§ **AUSZÜGE AUS EINTRÄGEN**

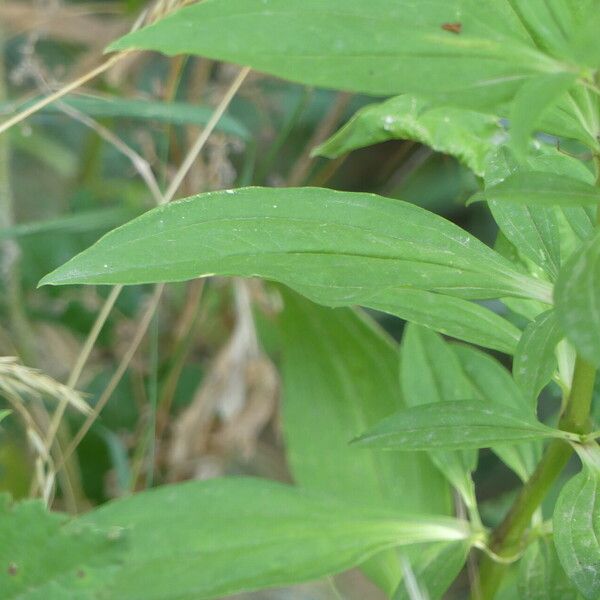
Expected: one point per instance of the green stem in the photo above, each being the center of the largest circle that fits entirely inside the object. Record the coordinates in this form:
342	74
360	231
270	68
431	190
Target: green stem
507	538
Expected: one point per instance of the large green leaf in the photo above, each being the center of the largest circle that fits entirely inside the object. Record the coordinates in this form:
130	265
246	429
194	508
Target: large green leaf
577	525
339	378
461	424
541	576
575	116
469	136
577	297
336	248
371	47
43	556
210	539
535	361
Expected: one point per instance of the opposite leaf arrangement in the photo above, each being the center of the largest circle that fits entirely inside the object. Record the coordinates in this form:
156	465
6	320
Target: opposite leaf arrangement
477	79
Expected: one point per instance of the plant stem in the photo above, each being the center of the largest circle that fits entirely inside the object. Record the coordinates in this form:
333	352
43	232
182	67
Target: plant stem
507	538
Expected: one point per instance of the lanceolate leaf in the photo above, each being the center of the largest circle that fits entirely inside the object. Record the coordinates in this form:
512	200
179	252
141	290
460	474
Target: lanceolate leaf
577	526
336	248
438	567
339	378
535	362
370	47
495	387
219	537
543	189
465	134
529	104
430	372
454	425
577	297
533	230
43	555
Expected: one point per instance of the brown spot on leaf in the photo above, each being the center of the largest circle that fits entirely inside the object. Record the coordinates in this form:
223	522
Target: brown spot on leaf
452	27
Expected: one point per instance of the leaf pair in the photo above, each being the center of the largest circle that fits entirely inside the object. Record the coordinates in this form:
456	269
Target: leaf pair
459	399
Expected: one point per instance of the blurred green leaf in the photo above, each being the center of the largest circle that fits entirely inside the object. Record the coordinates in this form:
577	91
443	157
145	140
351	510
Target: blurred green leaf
529	104
43	556
541	576
464	424
543	189
576	525
372	48
179	113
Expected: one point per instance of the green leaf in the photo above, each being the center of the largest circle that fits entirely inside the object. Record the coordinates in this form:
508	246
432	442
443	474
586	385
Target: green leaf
342	365
465	134
438	567
577	298
430	372
43	556
374	48
339	378
543	189
533	230
541	576
495	387
336	248
219	537
535	362
454	425
529	104
179	113
577	525
575	116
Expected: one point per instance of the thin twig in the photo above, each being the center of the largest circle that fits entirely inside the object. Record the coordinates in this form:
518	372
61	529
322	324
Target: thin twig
118	374
43	102
203	137
179	177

§ **GESTELLTE AUFGABE**
Bearbeite alles von der Zeile mit „Expected: one point per instance of the brown“ bis hinunter zum Ende der Einträge, indem du „thin twig“ durch „slender twig“ ersetzt. Gib nur diese Zeilen wieder und lass alles andere unverändert.

§ **LÖSUNG FOLGT**
Expected: one point per instance of the brown spot on leaf in the photo above, each being the center of the largest circle that fits entirely inside the object. Record the coordinates in this form:
223	522
Target: brown spot on leaf
452	27
Expected: one point per instance of the leaf pair in the photo above, each being the center of the largest circle that fits entirely inside the object. Record the coordinates in this form:
456	269
Target: leaf pair
459	399
Expected: one point per instance of the blurred green leaf in the photo above, each being the center of the largest circle that fits entirely inside the object. Record the coordinates in this form:
577	91
443	157
145	140
351	510
Target: blurred green leaf
529	104
43	556
541	576
464	424
543	189
576	525
372	48
179	113
Expected: one point per instance of the green leaf in the photo above, each being the center of the largest circle that fits entirely inside the object. Record the coordinates in this form:
508	246
432	442
443	474
586	385
Target: green leaf
342	365
465	134
438	567
577	298
430	372
43	556
374	48
339	378
543	189
533	230
541	576
495	387
336	248
219	537
535	362
454	425
529	104
179	113
577	525
575	116
Expected: one point per instance of the slender twig in the photo above, each being the center of the largest circle that fits entirely inside the object. Record the coordinates in this form:
518	372
61	529
322	324
Target: slender twig
118	374
43	102
203	137
179	177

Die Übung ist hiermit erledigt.